Please restate the records that follow exactly, skipping their images.
___ Data for analysis
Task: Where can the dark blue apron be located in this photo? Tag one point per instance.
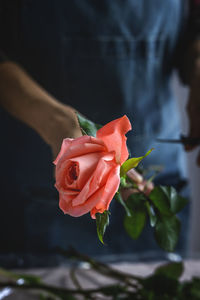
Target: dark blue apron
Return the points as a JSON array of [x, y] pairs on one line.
[[106, 59]]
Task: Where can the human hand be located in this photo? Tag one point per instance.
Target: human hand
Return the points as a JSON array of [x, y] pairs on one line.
[[142, 185]]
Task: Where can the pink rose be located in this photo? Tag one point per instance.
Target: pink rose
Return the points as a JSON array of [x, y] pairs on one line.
[[88, 169]]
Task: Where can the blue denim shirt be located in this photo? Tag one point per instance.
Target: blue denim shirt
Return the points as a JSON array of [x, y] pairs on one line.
[[106, 59]]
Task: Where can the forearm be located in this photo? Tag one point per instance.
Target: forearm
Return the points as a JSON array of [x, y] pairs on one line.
[[23, 98]]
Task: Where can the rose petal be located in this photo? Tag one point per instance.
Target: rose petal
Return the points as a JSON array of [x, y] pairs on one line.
[[79, 210], [113, 135], [75, 147], [97, 179], [109, 192]]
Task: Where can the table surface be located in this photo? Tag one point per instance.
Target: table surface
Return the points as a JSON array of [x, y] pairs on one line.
[[60, 276]]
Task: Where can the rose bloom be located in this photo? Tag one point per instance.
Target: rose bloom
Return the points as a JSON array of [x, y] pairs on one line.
[[88, 169]]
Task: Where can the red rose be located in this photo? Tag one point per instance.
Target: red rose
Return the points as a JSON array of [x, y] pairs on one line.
[[88, 169]]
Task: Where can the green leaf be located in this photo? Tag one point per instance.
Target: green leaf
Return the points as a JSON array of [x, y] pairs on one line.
[[132, 163], [102, 221], [119, 198], [167, 231], [136, 222], [151, 213], [172, 270], [161, 200], [88, 127]]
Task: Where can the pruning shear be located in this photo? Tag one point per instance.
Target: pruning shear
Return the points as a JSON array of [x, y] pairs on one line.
[[185, 140]]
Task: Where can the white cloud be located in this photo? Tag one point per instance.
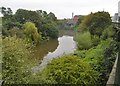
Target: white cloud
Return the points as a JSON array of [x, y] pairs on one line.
[[64, 8]]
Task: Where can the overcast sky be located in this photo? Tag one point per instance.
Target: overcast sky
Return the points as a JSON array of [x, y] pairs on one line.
[[64, 8]]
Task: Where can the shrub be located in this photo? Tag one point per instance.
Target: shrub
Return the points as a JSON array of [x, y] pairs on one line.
[[16, 59]]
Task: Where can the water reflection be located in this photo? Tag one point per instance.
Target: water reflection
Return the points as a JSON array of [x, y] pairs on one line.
[[45, 48], [66, 45]]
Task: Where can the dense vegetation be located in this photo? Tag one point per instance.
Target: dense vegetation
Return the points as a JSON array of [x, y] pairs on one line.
[[90, 64], [96, 53], [46, 24]]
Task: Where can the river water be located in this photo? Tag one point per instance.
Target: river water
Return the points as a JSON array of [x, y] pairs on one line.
[[55, 48]]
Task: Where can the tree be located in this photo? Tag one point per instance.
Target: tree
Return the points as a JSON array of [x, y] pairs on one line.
[[6, 11], [31, 32], [23, 16], [96, 22]]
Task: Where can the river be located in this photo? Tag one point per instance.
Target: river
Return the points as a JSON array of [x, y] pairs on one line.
[[55, 48]]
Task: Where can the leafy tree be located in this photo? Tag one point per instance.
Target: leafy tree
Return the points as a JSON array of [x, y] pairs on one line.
[[6, 11], [96, 22], [16, 57], [32, 33], [23, 16]]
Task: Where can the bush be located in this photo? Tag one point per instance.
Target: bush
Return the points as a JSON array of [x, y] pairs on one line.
[[17, 57], [84, 40]]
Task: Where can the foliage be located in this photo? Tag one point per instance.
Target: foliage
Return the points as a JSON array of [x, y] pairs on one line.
[[108, 33], [96, 22], [6, 11], [69, 70], [23, 16], [100, 58], [17, 55], [32, 33], [84, 40]]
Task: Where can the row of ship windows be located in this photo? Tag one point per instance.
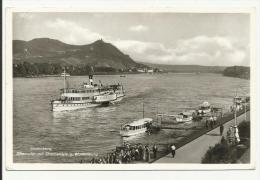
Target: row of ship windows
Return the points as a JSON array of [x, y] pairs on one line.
[[135, 127], [77, 98]]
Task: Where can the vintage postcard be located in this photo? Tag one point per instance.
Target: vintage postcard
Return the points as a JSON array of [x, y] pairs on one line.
[[130, 89]]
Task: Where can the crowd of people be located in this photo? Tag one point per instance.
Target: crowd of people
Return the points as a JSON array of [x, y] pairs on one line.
[[128, 153]]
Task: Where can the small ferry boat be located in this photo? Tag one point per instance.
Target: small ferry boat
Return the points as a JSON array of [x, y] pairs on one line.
[[65, 74], [182, 117], [238, 102], [87, 95], [204, 108], [136, 127]]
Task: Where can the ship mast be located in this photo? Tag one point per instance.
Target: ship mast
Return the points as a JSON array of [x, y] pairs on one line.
[[235, 103], [64, 79], [143, 109]]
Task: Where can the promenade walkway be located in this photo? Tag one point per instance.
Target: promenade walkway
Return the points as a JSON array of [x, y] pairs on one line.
[[195, 150]]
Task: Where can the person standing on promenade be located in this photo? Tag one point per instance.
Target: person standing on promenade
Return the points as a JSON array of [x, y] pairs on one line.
[[207, 122], [221, 129], [173, 148], [211, 122], [147, 151], [155, 149]]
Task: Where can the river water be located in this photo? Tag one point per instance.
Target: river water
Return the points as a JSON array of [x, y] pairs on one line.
[[93, 131]]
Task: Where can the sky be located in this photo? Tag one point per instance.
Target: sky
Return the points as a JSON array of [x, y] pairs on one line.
[[215, 39]]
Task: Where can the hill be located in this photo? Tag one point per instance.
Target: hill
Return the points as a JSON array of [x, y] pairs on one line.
[[96, 54], [188, 68], [237, 71]]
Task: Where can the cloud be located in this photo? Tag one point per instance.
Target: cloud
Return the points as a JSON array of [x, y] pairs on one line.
[[138, 28], [201, 50], [70, 32]]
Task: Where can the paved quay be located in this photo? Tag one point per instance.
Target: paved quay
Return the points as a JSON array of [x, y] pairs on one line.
[[196, 149]]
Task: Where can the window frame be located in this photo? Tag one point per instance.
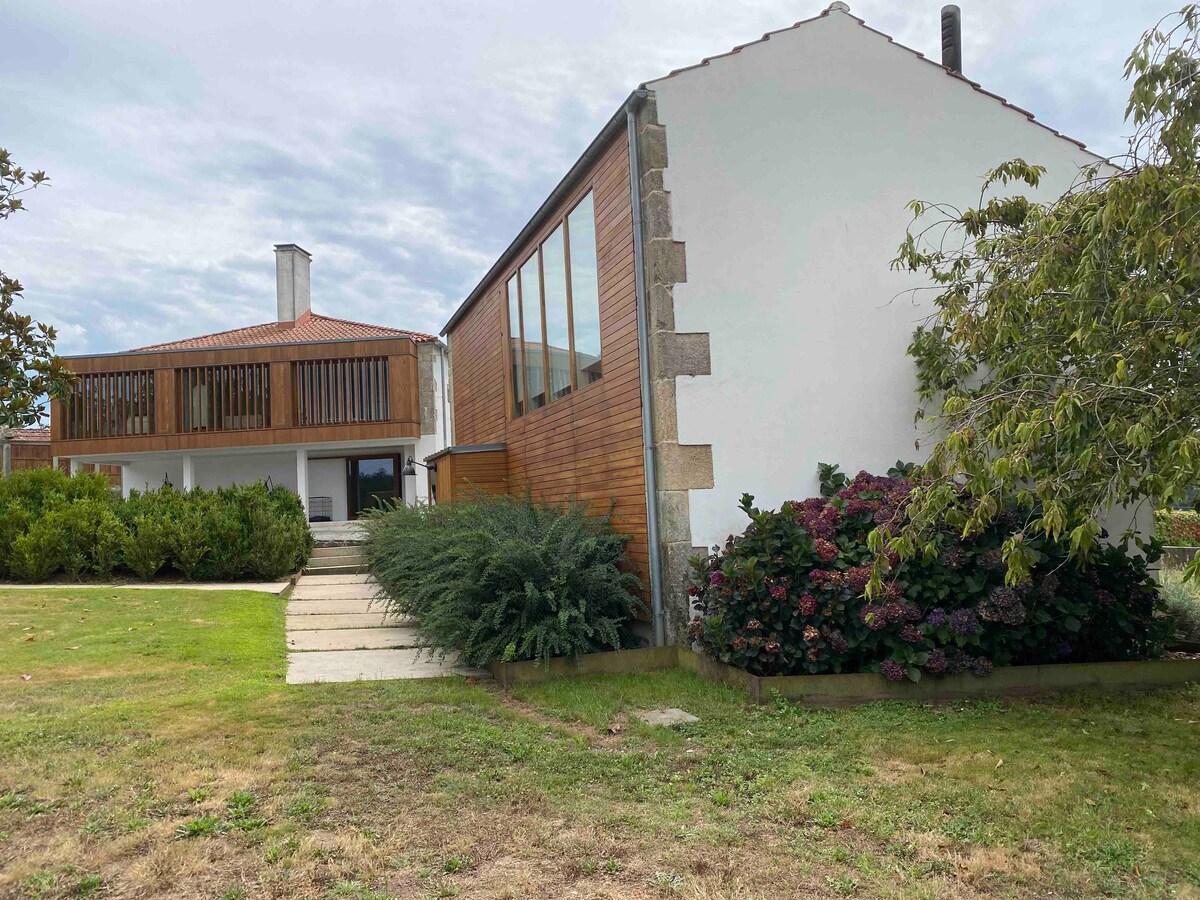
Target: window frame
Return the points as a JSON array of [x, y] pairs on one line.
[[514, 274]]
______
**Response to the task:**
Task: Where can the dark blue apron be located in this photo? Tag one point per instance.
Target: dark blue apron
Return the points as a JSON array of [x, y] pairs on one line.
[[106, 59]]
Task: Where can the human hand be located in this photo? Tag one point per instance.
Target: human hand
Return the points as a JSON array of [x, y] pairs on one line.
[[142, 185]]
Task: Where can the pink rose be located in this photo? Tag one point per instance.
Target: pink rose
Return the points as a JSON array of [x, y] pairs on one line.
[[88, 169]]
Task: Where can the blue denim shirt be located in this photo? Tag one point per instance.
Target: blue denim shirt
Return the points as a JSON array of [x, y] pairs on one line.
[[106, 59]]
Task: Where can the forearm be located in this photo? Tag one point per instance.
Target: forearm
Return the points as a JSON array of [x, y] pairs on one line.
[[23, 98]]
Task: Where can the rose petal be located in this photo? Tag one point per instance.
Target: rose petal
Return the points as a JSON array of [x, y] pairs on one line.
[[79, 210], [113, 135], [75, 147], [97, 179], [109, 192]]
Task: Where can the table surface be located in this photo? Tag one point per instance.
Target: table surface
Return the points as a JSON array of [x, y] pairs on one line.
[[60, 276]]
Task: Where can the rose bloom be located in this photo? Tag one point per instance.
Target: rose bloom
Return the points as a JSON array of [x, y] pairs on one line.
[[88, 169]]
Task: Where can the red rose be located in this photo? Tag one point per instance.
Target: red rose
Return the points as a JSON array of [x, y] pairs on one line.
[[88, 169]]
Task: Where can the green leaf be located in this photo? Tag one point per instance.
Target: green leaf
Return the points as a JSON array of [x, y] pairs on one line.
[[132, 163], [102, 221], [119, 198], [167, 231], [136, 222], [151, 213], [172, 270], [161, 200], [88, 127]]
Task: Where can the pruning shear be located in this photo? Tag one point per instance.
Target: pruning shear
Return the points as a JSON array of [x, y] pairs on one line.
[[185, 140]]
Task: Where can the white cloud be located in this photo? Tag one point per instance.
Target: white cloud
Return the points as a JSON array of [x, y] pairs on one line.
[[64, 8]]
Task: Where can the overcast sky be located in this photo? Tag one point per instance.
Target: overcast sky
Return the points as a JSON array of [x, y] pairs on one line.
[[64, 8]]
Task: Where can the shrub be located in this photo? Tag one point per instance.
Target: shrub
Return the points as a JSON array of [x, y] pairs on one line.
[[16, 59]]
Task: Where can the water reflection be located in this photo? Tag one point per instance.
Target: water reflection
Return the points as a JSON array of [x, y] pairs on one line.
[[45, 48], [66, 45]]
Task: Where can the dense vegetation be located in this photo? Tag one point per instance.
Target: dense vegetation
Return the points as a JSON array of [x, y] pairs on one line.
[[90, 64], [96, 53], [46, 24]]
Task: Where can the river water be located in this photo? Tag one point per instance.
Target: river water
Return the points as a JSON array of [x, y] pairs on one line.
[[55, 48]]
Task: Where can the tree be located in this photo? Tag one point per instance.
Target: tree
Return the points as a JSON array of [x, y] pairs on one line.
[[6, 11], [31, 32], [23, 16], [96, 22]]
Task: Where can the river be located in this photo? Tag one point per instance.
Target: river
Return the points as a JSON array of [x, y] pairs on one line.
[[55, 48]]
Task: Where can the leafy tree be located in this photo? Tag one point per instance.
Target: leafy tree
Return the points as a JSON array of [x, y] pairs on one line.
[[6, 11], [96, 22], [16, 57], [32, 33], [23, 16]]
Task: Where can the bush be located in this photo? Tag one point per instance.
Target: bush
Return the points as a JSON array of [x, y] pairs on one line.
[[17, 57], [84, 40]]
Task: Where can the foliage be located in this photo? Tag one point per instance.
Target: foliage
Return the points as a JSON array of [x, y] pairs on one line.
[[108, 33], [96, 22], [6, 11], [69, 70], [23, 16], [100, 58], [17, 55], [32, 33], [84, 40]]
Task: Where can the row of ship windows be located in this photo? Tag one point per instance.
Target: row of ship windows
Return the points as a JSON array of [x, y] pairs on one line.
[[135, 127], [77, 98]]
Task: Where can the vintage postcard be located in this photo? Tag one point per instance.
Target: vintage postcard
Return the points as a JSON array of [x, y] pairs on one line.
[[130, 89]]
Task: Where can the crowd of people be located in this photo? Tag one point per instance.
Target: crowd of people
Return the points as a JSON array of [x, y] pairs on one line.
[[128, 153]]
Task: Where can the small ferry boat be located in this photo? Tag one point per instance.
Target: small ferry boat
Return the points as a JSON array of [x, y] pairs on one line.
[[65, 74], [182, 117], [238, 102], [87, 95], [204, 108], [136, 127]]
Task: Where can the ship mast be located in this photo? Tag one point per instance.
Target: ship mast
Return the points as a JSON array of [x, y] pairs on one line.
[[235, 103], [64, 79], [143, 109]]
Task: Where can the promenade walkway be located in this photo? Tag one point per instance.
Target: promenade walkway
Return the points as a JSON array of [x, y] pairs on one line.
[[195, 150]]
Task: Where can the person standing on promenade be located in this photo? Tag one point per instance.
Target: person standing on promenade
Return the points as a JSON array of [x, y] pairs on one line.
[[207, 122], [221, 129], [173, 148], [211, 122], [147, 151], [155, 149]]
Task: Where can the river water be located in this photo? Tag one point per instance.
Target: river water
Return the points as a JSON array of [x, y] pairs on one line.
[[93, 131]]
Task: Where can the sky be located in this photo? Tag one point per instance.
Target: sky
Return the points as a JSON array of [x, y] pairs on one line.
[[215, 39]]
Task: Where can the hill be located in this photo? Tag one point per instance.
Target: hill
Return the points as a JSON array of [x, y] pairs on one line.
[[96, 54], [188, 68], [237, 71]]
Task: Where can the cloud be located in this photo? Tag one point per instance.
Target: cloud
Return the points as a JSON array of [x, y] pairs on one line.
[[138, 28], [201, 50], [70, 32]]
Task: Where can the paved quay be located in this photo? Tag one point per instance.
Target: paved quay
Return the points as a JSON array of [x, y] pairs on one line.
[[196, 149]]
Task: Where can the window frame be located in this photo? Tag one point per instance.
Target: window frame
Return the points as a JSON array of [x, y] pairs on one line.
[[514, 274]]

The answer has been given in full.